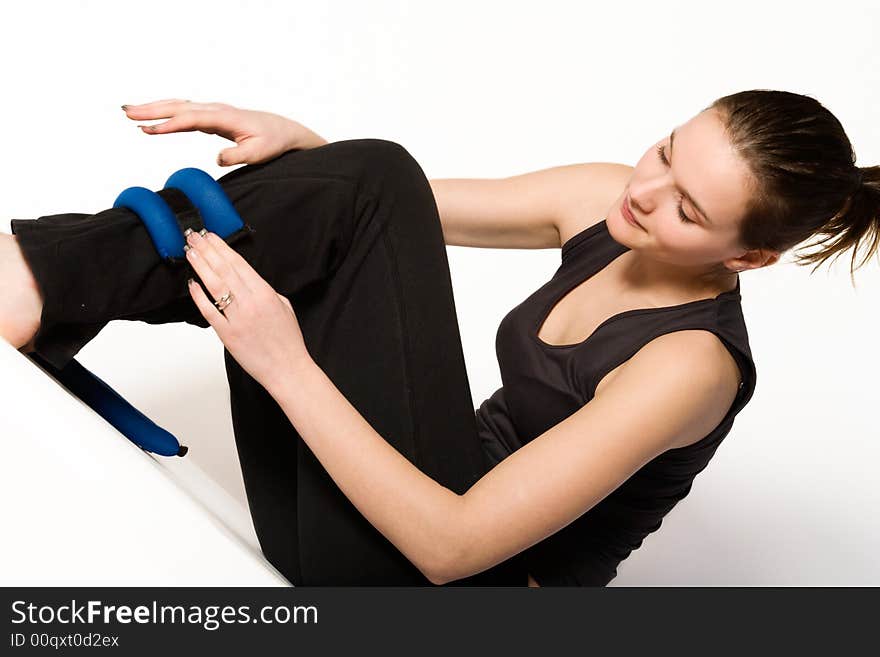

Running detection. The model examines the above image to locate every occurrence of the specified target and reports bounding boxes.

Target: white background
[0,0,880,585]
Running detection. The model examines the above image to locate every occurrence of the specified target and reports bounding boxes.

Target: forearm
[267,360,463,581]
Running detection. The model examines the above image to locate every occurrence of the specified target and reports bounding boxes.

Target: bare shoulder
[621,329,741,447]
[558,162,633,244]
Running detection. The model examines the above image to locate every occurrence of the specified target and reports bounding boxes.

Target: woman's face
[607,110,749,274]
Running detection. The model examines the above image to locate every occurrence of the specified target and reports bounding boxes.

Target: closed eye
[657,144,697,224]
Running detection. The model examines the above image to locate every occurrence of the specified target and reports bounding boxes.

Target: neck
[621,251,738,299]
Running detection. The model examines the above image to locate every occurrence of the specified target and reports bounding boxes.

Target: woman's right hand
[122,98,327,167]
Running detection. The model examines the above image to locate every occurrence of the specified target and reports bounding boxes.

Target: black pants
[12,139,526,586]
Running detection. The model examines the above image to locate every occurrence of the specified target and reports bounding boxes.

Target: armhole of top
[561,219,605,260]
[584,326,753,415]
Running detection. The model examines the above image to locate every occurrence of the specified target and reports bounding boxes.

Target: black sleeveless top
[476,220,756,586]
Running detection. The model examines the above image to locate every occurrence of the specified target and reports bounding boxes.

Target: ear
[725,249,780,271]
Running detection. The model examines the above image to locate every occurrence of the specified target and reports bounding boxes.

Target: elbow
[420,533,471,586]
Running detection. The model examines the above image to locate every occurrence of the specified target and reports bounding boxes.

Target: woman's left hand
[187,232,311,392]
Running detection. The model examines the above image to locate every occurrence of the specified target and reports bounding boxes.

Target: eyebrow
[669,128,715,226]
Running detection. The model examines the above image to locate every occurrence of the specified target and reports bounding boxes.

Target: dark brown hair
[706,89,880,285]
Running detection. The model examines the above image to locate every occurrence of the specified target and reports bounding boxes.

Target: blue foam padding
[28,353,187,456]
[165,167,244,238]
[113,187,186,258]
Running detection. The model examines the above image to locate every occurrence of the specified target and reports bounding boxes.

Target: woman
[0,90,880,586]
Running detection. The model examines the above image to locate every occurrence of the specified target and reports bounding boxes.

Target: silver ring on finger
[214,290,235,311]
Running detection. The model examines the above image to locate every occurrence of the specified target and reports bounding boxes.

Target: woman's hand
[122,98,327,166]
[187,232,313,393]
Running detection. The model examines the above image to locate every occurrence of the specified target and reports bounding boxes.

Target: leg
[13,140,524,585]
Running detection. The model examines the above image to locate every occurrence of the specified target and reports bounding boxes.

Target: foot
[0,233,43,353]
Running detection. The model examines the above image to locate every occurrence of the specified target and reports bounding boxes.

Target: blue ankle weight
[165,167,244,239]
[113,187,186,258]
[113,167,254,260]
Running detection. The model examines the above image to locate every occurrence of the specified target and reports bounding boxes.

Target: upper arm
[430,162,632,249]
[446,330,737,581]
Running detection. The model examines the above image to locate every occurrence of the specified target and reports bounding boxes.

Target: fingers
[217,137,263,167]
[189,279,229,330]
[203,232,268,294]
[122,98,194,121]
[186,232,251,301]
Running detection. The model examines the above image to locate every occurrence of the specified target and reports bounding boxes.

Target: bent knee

THE EXERCISE – Return every line of the data above that contains the word "blue", matching case exactly.

OUTPUT FOR THIS EXERCISE –
Target: blue foam padding
Target: blue ankle weight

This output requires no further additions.